> **Exercise goal**:
Every line that holds the word "shadow" needs to be copied from the data below.

> **Given data**:
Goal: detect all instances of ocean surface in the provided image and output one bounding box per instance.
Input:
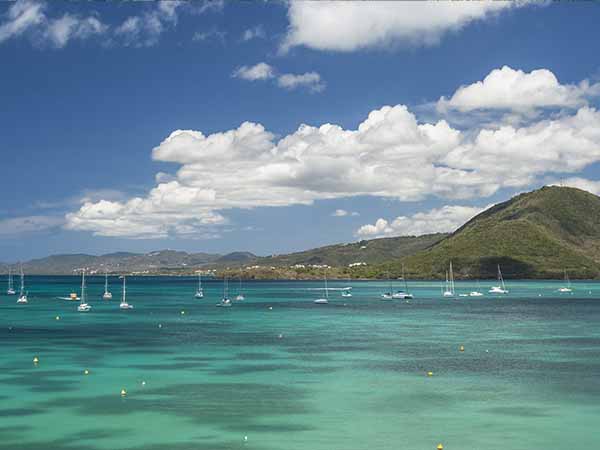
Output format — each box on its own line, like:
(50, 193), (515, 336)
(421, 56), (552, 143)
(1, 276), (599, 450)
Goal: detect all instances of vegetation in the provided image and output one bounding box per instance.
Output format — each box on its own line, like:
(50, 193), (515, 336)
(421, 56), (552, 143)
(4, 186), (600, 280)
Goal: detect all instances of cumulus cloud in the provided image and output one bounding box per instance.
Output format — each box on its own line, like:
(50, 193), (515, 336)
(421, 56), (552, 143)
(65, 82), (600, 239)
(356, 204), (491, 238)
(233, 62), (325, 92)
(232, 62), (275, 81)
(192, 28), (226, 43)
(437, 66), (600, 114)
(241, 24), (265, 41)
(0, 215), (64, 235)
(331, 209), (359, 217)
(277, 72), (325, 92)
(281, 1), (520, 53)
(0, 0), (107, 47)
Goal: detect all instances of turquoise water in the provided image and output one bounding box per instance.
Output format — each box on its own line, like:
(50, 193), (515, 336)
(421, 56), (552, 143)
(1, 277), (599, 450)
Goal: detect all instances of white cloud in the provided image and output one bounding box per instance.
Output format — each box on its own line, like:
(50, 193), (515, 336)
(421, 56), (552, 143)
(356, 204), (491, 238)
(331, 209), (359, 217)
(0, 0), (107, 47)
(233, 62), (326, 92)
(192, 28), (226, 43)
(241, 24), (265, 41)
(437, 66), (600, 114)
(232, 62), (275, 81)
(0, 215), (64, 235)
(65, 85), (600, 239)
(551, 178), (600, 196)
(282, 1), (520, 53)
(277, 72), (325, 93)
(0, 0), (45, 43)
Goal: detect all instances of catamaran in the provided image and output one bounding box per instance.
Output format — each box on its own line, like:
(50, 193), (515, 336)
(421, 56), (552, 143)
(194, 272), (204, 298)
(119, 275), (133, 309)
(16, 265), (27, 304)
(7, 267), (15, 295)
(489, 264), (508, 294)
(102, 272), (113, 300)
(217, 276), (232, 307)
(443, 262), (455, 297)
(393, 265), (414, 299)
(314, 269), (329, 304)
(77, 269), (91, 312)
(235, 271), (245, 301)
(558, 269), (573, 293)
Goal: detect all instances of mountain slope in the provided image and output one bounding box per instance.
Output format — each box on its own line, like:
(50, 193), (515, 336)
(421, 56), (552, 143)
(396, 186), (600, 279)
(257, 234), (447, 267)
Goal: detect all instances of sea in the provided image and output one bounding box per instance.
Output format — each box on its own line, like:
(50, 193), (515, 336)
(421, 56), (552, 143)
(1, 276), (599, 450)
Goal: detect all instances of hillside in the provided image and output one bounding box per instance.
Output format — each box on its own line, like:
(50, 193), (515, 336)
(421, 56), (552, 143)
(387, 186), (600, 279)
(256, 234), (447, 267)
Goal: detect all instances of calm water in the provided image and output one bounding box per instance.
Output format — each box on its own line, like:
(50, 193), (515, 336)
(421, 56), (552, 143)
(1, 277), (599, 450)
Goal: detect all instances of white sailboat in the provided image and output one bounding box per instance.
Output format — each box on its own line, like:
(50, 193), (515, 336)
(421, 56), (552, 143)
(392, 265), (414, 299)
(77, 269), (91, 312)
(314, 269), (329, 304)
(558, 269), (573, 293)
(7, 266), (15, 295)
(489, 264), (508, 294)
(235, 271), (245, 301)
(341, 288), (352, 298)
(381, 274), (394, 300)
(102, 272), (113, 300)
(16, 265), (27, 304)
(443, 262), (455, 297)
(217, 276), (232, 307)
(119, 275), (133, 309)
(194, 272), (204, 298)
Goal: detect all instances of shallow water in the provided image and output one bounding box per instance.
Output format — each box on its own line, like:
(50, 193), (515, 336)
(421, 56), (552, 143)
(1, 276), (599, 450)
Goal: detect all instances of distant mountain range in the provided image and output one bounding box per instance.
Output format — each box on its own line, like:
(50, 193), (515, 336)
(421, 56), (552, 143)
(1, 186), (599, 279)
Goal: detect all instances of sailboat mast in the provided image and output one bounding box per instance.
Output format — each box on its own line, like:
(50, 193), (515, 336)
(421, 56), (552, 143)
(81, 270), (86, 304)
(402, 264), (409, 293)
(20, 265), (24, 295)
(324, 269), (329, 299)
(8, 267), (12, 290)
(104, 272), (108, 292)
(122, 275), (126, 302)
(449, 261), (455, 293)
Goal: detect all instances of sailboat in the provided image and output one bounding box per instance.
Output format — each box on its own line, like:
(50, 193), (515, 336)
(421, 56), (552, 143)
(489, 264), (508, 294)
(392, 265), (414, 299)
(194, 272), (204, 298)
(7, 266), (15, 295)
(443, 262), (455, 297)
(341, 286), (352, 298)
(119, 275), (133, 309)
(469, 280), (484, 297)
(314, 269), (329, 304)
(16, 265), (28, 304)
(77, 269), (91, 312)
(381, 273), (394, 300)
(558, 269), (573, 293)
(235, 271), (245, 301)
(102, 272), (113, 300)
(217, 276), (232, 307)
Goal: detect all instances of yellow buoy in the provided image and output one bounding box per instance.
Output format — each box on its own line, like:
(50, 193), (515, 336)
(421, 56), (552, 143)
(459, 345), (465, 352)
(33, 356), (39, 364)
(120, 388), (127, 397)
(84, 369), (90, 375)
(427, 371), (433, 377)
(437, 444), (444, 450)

* * *

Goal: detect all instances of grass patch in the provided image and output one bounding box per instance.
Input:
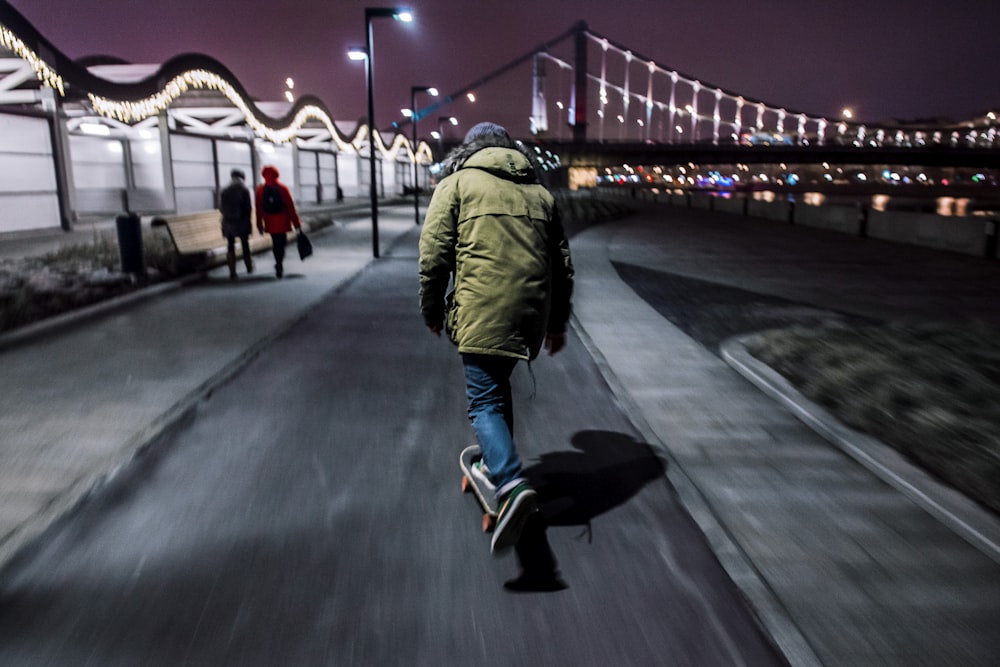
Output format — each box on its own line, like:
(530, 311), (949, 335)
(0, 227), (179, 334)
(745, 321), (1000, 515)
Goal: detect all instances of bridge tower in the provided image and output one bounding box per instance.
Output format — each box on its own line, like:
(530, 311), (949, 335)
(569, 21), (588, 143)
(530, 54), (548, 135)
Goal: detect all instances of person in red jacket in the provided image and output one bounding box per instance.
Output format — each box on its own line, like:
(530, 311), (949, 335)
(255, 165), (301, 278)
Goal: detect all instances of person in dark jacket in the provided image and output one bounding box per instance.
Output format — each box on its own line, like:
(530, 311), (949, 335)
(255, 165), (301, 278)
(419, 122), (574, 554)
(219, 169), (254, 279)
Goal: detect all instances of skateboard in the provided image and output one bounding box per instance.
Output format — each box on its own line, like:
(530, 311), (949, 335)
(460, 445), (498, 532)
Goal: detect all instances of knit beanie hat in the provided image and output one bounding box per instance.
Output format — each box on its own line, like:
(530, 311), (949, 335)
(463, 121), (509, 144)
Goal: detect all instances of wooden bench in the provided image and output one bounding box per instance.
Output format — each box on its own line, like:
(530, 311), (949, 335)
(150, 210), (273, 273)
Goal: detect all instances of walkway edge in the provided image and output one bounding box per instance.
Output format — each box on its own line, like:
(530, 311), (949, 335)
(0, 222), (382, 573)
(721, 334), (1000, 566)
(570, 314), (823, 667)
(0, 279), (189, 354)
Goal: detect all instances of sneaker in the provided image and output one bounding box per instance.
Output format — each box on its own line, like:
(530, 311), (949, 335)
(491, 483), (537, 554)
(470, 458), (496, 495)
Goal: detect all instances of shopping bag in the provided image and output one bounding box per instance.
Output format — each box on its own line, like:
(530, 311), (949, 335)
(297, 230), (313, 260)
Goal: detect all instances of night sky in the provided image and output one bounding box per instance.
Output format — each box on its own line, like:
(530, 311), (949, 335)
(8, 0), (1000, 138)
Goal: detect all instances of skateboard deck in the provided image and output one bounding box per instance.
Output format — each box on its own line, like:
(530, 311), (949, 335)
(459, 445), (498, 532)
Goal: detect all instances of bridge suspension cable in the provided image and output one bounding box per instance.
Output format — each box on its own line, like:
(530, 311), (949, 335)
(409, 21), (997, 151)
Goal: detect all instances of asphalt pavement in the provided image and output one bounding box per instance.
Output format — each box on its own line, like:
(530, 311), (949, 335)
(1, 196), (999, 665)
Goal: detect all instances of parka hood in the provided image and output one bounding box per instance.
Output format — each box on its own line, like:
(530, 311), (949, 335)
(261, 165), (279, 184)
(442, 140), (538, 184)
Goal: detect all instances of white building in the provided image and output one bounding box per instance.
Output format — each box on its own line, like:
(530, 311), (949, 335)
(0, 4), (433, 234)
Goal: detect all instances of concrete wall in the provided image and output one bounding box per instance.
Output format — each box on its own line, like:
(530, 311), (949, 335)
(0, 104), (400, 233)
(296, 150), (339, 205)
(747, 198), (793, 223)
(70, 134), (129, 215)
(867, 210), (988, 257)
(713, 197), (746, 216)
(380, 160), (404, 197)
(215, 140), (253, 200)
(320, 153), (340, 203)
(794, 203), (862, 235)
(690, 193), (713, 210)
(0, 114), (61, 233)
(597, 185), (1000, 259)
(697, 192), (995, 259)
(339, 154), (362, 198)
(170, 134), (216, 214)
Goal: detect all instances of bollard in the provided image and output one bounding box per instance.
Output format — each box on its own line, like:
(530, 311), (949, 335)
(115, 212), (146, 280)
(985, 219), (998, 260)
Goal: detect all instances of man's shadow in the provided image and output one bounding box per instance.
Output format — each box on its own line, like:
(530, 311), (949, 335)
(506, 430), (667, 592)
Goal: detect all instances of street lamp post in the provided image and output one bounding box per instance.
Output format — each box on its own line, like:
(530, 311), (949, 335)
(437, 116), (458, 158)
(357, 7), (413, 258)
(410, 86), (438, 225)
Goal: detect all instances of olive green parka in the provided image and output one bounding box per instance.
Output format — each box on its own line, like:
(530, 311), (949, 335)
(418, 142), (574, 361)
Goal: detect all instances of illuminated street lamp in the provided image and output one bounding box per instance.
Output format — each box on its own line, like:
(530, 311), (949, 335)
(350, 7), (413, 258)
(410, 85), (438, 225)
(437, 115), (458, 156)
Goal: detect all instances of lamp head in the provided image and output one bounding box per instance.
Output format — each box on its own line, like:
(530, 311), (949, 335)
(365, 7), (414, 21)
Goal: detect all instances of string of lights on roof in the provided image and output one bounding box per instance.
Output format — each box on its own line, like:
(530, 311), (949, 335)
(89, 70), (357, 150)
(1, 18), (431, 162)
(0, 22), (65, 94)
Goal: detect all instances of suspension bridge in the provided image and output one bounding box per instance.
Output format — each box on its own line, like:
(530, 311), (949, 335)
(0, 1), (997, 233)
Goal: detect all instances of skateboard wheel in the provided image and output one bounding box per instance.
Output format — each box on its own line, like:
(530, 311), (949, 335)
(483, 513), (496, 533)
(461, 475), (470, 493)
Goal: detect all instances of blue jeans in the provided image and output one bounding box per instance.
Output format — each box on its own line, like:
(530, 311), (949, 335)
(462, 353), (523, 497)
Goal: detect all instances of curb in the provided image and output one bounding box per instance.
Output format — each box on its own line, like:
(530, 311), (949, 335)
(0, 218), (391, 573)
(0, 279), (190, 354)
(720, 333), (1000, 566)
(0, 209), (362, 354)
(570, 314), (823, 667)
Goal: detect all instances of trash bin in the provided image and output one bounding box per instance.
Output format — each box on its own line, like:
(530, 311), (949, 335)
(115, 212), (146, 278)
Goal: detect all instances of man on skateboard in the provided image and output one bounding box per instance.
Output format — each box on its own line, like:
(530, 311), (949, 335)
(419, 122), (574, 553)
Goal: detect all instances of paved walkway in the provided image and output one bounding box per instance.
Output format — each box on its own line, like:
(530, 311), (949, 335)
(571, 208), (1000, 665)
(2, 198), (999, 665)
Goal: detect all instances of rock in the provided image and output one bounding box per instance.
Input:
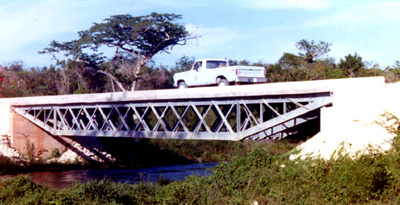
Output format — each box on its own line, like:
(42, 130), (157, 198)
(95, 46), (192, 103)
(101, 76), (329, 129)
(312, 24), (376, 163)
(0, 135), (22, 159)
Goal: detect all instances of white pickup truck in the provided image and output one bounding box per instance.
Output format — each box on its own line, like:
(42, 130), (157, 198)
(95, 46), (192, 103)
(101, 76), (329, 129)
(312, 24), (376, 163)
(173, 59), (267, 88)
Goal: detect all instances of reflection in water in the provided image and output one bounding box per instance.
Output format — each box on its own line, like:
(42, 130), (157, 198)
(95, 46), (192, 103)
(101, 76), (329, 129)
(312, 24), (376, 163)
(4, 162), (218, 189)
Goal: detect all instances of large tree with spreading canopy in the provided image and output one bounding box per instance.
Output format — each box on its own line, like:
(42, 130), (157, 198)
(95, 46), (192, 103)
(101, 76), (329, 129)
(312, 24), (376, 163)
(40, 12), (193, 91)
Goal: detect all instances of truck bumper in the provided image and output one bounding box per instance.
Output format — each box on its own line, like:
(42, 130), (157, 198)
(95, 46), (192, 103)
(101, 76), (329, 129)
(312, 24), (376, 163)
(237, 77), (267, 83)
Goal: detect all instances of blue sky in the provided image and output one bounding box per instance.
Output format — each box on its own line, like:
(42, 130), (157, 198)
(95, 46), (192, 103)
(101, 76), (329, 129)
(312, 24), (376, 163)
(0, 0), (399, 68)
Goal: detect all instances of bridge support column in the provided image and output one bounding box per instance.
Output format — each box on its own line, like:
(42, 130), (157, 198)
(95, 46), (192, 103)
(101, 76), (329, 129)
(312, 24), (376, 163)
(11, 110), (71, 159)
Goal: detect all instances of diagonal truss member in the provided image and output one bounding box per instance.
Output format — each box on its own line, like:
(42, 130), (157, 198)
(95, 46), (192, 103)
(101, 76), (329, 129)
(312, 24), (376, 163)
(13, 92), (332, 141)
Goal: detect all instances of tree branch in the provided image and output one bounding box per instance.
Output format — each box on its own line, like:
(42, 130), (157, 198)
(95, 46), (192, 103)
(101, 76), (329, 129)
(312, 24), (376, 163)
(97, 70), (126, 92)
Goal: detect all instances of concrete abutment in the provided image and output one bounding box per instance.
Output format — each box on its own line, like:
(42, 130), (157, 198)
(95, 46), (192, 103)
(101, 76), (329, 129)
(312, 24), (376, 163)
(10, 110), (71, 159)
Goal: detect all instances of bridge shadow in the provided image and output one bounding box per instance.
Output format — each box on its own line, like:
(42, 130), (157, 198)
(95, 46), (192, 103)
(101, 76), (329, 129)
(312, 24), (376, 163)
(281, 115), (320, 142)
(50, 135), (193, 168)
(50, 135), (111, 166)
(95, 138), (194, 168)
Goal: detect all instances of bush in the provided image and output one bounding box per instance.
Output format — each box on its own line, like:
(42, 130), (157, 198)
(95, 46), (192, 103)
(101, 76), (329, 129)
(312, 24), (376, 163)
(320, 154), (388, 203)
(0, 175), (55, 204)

> **Your solution**:
Goal: detect all instances of man's shadow in the provided image and output one bounding box per instance.
Goal: detect all instances of bridge shadow in the provided image and output one bounding box per instance.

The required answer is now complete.